== Data excerpts ==
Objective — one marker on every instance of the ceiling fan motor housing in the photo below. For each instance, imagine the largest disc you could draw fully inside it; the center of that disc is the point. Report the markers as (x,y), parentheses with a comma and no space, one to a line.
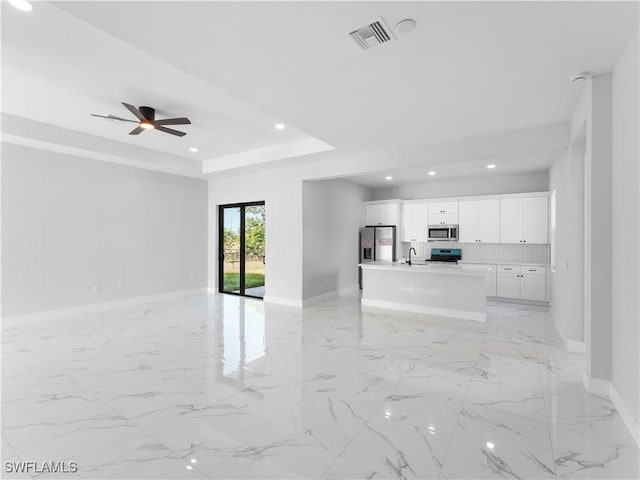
(148,113)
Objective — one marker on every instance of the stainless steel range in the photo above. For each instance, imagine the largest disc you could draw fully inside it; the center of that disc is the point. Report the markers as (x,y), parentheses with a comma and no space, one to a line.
(445,255)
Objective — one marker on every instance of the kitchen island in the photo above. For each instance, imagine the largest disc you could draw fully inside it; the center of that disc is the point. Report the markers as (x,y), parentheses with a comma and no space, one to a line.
(445,290)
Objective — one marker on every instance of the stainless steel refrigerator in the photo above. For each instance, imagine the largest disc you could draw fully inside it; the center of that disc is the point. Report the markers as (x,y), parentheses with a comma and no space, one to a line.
(377,244)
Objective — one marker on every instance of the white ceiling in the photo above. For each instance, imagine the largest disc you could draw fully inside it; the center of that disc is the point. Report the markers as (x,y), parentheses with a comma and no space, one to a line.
(235,69)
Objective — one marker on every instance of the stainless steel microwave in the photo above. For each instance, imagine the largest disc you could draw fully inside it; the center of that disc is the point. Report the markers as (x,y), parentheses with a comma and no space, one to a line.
(447,233)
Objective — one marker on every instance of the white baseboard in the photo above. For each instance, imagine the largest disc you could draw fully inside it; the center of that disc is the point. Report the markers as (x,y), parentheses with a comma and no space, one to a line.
(329,295)
(441,312)
(96,307)
(289,302)
(627,417)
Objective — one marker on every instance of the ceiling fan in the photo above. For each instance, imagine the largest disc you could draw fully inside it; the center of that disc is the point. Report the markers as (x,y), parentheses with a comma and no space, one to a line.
(146,120)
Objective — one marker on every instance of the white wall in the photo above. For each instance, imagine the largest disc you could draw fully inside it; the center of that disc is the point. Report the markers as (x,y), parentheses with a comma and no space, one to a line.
(70,222)
(332,214)
(487,185)
(282,194)
(625,265)
(567,274)
(597,207)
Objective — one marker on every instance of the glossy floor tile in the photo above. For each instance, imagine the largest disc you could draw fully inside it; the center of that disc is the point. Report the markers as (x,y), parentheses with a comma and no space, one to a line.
(220,387)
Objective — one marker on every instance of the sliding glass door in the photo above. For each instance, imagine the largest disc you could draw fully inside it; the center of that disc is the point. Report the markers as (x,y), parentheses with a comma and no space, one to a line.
(242,249)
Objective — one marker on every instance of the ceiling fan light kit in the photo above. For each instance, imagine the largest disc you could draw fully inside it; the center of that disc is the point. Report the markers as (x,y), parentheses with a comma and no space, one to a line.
(147,120)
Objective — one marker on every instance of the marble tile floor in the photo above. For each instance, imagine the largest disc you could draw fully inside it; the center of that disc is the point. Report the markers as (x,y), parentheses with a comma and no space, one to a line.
(216,386)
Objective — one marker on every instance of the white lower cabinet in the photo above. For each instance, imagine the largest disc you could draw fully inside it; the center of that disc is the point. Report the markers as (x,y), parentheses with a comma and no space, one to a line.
(491,281)
(491,278)
(521,281)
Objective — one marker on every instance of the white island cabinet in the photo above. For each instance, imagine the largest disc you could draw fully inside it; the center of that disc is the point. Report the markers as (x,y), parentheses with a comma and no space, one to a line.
(457,291)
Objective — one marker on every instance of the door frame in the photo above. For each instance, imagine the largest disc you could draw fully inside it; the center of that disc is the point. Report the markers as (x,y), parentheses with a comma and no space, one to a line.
(242,207)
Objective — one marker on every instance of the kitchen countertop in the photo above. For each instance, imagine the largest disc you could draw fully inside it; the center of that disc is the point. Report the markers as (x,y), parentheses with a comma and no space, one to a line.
(493,262)
(472,270)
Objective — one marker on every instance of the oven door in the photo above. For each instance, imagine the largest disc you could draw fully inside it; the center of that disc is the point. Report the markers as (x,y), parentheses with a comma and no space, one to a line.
(439,232)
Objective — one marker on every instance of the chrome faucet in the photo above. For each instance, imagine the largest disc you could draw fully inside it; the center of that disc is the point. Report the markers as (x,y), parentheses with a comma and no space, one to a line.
(414,252)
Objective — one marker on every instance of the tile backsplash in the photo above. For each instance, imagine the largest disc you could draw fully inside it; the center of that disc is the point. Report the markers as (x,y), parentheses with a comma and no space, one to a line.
(498,252)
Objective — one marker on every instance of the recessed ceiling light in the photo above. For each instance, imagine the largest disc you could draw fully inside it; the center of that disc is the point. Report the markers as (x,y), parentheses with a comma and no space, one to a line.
(21,5)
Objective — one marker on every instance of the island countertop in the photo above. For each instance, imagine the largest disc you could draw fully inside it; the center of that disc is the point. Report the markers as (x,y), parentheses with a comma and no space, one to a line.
(438,268)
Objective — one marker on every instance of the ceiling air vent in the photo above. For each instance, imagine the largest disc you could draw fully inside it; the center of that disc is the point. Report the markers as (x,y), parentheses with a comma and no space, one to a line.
(372,34)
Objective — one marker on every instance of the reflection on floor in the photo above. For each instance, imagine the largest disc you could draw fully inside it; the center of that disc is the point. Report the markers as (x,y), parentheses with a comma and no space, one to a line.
(219,386)
(255,291)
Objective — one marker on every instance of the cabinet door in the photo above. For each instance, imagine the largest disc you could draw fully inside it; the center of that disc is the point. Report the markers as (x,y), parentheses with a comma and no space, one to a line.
(535,219)
(492,279)
(508,285)
(488,221)
(389,214)
(408,215)
(420,227)
(443,219)
(533,287)
(511,220)
(468,220)
(372,215)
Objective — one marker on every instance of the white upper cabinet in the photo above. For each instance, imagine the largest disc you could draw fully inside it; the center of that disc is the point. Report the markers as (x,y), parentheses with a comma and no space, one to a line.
(479,221)
(381,214)
(468,220)
(523,220)
(414,222)
(443,213)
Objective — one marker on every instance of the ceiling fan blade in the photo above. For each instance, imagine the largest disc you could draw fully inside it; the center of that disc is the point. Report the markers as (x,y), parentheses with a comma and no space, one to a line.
(113,117)
(135,111)
(136,131)
(173,121)
(160,128)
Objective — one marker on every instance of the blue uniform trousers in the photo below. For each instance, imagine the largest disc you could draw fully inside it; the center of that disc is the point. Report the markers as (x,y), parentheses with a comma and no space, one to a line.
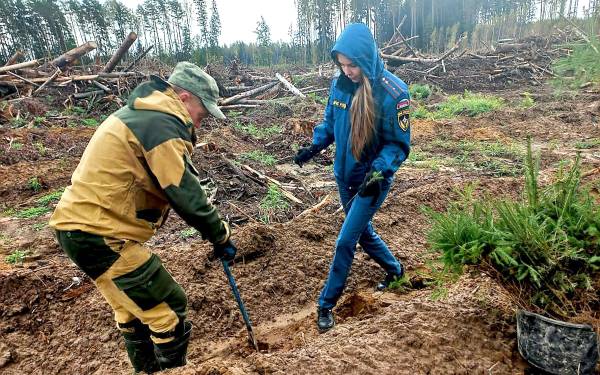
(357,228)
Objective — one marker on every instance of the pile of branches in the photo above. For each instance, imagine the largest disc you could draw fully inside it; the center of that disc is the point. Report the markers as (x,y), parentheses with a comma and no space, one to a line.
(35,77)
(240,88)
(527,61)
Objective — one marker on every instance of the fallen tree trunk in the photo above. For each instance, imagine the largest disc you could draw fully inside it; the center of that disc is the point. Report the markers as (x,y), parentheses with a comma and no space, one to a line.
(13,59)
(48,81)
(27,64)
(118,55)
(246,94)
(69,57)
(138,59)
(289,86)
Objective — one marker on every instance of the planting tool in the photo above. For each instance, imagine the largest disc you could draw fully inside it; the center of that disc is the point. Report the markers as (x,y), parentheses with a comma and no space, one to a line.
(236,294)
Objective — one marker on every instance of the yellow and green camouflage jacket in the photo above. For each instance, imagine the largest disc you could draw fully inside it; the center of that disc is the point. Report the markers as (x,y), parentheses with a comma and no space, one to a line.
(136,166)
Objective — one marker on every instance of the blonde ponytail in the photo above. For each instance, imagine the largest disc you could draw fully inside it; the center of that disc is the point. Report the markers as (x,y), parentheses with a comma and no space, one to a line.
(362,118)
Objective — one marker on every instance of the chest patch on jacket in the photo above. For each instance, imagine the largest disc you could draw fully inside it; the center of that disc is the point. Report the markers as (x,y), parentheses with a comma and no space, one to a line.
(404,119)
(337,103)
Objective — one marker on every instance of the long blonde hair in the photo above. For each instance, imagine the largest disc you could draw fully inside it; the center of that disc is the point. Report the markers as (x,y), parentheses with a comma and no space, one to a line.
(362,118)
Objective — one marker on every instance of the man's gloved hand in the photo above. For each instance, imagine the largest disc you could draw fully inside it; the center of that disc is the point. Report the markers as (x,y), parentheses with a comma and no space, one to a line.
(225,251)
(371,186)
(305,154)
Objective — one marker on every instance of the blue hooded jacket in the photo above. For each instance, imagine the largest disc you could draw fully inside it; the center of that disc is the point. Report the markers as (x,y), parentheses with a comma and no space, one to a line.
(391,144)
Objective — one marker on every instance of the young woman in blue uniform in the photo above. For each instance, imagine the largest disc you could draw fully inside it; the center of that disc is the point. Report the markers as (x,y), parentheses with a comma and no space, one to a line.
(367,117)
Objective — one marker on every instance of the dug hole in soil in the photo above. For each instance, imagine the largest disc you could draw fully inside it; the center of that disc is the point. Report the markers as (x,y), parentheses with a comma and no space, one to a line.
(55,322)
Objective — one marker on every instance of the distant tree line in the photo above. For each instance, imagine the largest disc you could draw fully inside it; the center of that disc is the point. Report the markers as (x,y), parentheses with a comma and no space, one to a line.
(190,29)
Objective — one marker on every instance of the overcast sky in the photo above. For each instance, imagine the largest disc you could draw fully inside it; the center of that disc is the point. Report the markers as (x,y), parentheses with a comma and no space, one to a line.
(239,18)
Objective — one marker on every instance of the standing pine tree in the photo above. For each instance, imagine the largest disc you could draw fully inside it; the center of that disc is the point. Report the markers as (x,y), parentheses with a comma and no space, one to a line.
(215,26)
(263,40)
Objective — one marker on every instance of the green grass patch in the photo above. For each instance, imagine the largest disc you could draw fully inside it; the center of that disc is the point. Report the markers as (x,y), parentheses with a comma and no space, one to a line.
(547,244)
(32,212)
(468,104)
(51,197)
(188,232)
(90,122)
(16,257)
(592,143)
(258,132)
(260,157)
(527,101)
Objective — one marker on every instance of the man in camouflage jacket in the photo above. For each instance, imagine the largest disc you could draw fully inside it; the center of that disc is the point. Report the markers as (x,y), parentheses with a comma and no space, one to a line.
(135,168)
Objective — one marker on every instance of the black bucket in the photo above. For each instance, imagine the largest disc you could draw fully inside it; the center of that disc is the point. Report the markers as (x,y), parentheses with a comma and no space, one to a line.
(557,347)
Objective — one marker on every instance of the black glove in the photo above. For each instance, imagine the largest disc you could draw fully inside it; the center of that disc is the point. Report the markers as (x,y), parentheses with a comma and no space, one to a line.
(305,154)
(371,186)
(225,251)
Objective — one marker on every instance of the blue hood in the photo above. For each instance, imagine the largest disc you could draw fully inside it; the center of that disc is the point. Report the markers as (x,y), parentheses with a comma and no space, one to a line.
(356,42)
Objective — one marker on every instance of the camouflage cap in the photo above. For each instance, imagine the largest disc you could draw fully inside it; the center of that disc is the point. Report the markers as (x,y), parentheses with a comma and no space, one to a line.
(190,77)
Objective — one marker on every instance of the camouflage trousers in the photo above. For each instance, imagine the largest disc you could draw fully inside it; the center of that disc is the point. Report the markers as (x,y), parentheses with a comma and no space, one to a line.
(131,279)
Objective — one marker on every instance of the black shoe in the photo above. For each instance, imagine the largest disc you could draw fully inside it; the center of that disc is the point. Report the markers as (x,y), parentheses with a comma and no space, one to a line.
(389,278)
(141,350)
(325,320)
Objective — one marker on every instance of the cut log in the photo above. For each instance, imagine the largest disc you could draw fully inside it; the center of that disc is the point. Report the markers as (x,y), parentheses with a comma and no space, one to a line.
(27,64)
(81,95)
(118,55)
(289,86)
(287,194)
(137,59)
(69,57)
(325,201)
(23,79)
(237,106)
(246,94)
(102,87)
(13,59)
(92,77)
(48,81)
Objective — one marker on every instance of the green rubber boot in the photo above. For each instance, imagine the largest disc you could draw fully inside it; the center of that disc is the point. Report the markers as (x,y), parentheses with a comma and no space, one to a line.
(173,354)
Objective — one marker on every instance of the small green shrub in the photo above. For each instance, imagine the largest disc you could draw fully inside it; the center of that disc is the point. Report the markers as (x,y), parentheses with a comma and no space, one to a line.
(39,120)
(580,67)
(547,244)
(317,98)
(420,112)
(38,226)
(34,184)
(527,101)
(51,197)
(595,142)
(260,157)
(272,203)
(41,148)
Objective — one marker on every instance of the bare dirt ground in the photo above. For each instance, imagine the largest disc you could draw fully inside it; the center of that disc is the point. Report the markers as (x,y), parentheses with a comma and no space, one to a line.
(53,325)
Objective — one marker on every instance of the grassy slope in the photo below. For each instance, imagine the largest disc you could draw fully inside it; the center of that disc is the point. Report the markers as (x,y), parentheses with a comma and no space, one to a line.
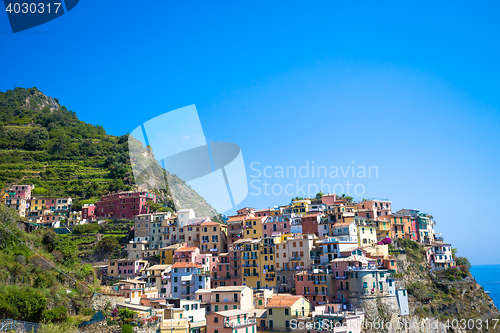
(43,143)
(26,276)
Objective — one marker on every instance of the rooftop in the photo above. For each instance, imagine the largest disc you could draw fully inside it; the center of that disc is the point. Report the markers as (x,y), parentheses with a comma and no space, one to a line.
(230,313)
(229,288)
(283,301)
(186,265)
(186,249)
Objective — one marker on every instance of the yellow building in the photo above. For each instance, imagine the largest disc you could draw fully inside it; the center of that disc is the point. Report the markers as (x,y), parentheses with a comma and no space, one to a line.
(252,227)
(257,263)
(213,238)
(282,308)
(37,204)
(384,229)
(167,254)
(301,207)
===
■ What to work on ■
Leave out all pictures and retype precisely the lines that run from the line containing "Objective — one marker on every instance of the bare" to the last line of the records.

■ Correct output ■
Objective — one marker on every instance of the bare dirt ground in the photo above. For each instance, imagine the largest disc you could draw fully inside it; the center of that disc is the point. Report the markers as (x,y), parentheses with a comma and no space, one to a line.
(53,325)
Objective — one marker on every instance of the grassy slope in the photo below. For each instance, imagine the largest disc you could draw fully inside it; the center of that disc is the point. Report the markers as (x,y), parentheses with a comma and no space, one to a line.
(43,143)
(26,276)
Objective — one marker on every instance of the rooftop in the photo above. For each instance, imagine the largest disc you could draw fully inside it; the center of that disc is the point. Report the markers as (x,y), parentheses with a comma and no space, one to a line.
(230,313)
(229,288)
(283,301)
(186,265)
(186,249)
Objective — one marker on every instance of the yellow building in the photo above. For each instance, imagine the largest disc you could draw fully inside it; the center of that disc is the point. Report the markers as (x,y), parentheses with a comma and no space, one to a line.
(252,227)
(257,263)
(213,238)
(282,308)
(37,204)
(384,229)
(167,254)
(301,207)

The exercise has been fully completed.